Given information:

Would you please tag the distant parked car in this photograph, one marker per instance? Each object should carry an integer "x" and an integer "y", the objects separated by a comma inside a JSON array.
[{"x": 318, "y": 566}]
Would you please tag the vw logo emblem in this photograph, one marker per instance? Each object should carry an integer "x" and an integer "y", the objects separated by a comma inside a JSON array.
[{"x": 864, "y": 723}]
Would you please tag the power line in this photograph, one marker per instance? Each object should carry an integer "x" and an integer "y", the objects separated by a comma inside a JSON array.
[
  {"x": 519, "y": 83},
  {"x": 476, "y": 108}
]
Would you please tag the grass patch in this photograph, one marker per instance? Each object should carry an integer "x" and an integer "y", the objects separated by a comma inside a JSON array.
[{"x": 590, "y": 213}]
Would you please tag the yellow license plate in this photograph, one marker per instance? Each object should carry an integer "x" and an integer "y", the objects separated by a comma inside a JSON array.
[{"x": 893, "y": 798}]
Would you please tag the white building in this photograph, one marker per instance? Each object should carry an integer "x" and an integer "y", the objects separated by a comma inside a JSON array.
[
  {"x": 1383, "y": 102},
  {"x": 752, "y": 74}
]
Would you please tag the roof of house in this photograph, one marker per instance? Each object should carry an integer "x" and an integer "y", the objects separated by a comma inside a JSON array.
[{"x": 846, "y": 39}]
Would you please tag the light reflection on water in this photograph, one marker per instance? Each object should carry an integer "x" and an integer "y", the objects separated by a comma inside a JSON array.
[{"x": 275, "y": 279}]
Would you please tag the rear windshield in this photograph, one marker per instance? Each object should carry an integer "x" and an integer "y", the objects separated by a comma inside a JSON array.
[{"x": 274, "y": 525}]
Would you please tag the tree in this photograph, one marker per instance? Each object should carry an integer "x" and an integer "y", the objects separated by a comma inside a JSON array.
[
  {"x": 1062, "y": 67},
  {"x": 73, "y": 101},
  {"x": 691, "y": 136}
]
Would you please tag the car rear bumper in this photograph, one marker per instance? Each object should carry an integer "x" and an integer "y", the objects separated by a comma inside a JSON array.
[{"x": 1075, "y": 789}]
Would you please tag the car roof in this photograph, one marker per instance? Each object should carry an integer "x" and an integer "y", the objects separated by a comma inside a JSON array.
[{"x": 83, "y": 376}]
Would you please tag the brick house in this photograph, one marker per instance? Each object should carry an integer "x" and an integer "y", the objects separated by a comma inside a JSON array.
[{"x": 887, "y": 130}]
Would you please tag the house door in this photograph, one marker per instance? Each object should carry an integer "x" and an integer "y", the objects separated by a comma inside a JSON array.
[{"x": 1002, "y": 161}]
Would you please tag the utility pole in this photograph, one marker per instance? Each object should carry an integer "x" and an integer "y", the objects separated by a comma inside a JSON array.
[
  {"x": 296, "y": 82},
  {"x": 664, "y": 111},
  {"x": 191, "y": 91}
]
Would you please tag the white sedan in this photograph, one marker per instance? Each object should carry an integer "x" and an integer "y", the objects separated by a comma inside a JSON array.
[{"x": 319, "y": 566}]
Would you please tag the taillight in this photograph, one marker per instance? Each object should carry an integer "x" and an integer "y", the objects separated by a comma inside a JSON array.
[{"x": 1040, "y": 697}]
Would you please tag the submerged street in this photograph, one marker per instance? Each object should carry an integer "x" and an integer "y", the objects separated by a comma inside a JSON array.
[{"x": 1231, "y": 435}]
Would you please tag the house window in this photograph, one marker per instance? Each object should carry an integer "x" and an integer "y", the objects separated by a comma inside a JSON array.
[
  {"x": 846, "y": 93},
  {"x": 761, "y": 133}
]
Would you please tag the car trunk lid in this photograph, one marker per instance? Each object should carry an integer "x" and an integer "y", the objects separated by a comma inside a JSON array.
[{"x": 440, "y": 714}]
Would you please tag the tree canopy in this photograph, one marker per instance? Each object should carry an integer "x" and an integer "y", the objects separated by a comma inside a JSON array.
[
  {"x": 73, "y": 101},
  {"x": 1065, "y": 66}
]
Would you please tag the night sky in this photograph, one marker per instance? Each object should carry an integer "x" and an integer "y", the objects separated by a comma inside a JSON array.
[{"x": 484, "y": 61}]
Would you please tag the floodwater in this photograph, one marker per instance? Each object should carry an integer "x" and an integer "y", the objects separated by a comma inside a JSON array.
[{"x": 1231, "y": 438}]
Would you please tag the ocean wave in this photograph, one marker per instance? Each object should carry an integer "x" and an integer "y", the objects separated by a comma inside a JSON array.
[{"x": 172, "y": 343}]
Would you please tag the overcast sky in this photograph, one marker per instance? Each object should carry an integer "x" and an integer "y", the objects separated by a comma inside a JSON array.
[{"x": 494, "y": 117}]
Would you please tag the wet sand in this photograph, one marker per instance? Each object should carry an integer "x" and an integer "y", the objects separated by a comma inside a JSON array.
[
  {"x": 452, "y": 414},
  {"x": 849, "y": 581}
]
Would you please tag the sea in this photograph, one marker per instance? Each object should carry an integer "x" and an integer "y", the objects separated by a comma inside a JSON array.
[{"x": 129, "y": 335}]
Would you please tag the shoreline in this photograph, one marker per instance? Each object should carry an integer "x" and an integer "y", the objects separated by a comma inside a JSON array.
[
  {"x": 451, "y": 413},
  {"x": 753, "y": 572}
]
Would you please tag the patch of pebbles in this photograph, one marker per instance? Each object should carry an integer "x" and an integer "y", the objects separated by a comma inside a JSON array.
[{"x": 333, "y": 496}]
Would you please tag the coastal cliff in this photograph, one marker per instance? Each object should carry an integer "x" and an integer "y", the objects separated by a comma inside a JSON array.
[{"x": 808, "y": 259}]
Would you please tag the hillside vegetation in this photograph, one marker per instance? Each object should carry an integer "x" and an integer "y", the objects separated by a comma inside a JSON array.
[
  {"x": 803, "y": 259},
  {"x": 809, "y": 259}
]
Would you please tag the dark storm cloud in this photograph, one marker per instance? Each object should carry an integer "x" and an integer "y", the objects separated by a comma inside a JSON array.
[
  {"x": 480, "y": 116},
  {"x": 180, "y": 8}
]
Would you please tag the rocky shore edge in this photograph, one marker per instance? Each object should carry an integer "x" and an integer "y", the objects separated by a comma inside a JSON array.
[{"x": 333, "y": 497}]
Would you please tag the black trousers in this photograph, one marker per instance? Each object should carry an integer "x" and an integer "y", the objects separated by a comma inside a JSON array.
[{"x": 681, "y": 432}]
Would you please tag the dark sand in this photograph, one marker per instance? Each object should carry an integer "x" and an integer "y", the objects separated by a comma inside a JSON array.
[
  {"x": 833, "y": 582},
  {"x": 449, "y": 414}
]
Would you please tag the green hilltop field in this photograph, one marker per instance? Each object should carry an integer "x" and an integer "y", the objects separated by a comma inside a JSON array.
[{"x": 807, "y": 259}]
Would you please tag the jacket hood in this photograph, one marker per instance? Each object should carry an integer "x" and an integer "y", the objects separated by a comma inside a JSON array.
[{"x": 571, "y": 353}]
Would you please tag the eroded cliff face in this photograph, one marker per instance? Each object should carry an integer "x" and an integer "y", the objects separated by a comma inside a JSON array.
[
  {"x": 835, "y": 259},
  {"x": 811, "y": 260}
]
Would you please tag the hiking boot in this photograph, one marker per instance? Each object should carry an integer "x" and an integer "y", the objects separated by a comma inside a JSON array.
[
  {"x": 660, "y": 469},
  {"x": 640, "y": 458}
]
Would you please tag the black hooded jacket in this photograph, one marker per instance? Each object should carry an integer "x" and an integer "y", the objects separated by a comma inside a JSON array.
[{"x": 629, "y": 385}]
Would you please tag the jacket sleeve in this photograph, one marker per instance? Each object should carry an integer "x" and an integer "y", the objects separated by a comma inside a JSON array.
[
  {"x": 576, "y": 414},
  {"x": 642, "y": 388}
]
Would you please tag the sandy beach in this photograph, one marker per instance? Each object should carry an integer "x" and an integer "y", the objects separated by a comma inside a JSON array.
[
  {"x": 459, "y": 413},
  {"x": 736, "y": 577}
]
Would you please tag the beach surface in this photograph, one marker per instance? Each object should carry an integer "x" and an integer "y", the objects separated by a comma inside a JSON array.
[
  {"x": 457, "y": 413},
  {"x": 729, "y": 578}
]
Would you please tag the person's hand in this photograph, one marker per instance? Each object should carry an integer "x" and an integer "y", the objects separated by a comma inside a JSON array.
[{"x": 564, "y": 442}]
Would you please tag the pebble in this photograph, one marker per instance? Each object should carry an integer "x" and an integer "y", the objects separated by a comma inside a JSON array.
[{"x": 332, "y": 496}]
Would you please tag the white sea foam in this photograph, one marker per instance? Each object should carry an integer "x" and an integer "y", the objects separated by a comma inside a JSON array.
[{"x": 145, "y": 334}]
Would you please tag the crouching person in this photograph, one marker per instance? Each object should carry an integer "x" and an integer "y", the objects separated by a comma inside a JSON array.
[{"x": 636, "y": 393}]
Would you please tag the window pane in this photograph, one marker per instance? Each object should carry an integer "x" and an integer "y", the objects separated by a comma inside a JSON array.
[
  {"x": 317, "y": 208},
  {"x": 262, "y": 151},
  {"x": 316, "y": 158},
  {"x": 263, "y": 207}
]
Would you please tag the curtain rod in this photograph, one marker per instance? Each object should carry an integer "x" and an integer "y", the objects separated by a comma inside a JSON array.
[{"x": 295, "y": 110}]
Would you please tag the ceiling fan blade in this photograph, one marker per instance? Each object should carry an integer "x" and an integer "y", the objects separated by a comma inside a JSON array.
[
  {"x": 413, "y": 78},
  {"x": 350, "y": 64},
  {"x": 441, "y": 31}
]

Exercise details: Starting at the line with "Would you please tag the window", print each remaining line of the listing above exactly as it appears.

Solution for this problem:
Would you please tag the window pane in this photograph, one marker per instance? Each object should carry an integer "x" and an integer "y", the objects separated by a comma inside a JSON array.
[
  {"x": 317, "y": 208},
  {"x": 262, "y": 151},
  {"x": 316, "y": 158},
  {"x": 263, "y": 207}
]
Would you please tag the curtain rod in this photograph, one marker per instance? Each object should carry an integer "x" and an integer "y", the objects separated by a comma inside a JSON array.
[{"x": 295, "y": 110}]
Would you please tag the ceiling fan blade in this photograph, one marker per instance? Each object should carry an integer "x" and an integer "y", the objects separated by a comma inside a JSON array.
[
  {"x": 413, "y": 78},
  {"x": 350, "y": 64},
  {"x": 441, "y": 31}
]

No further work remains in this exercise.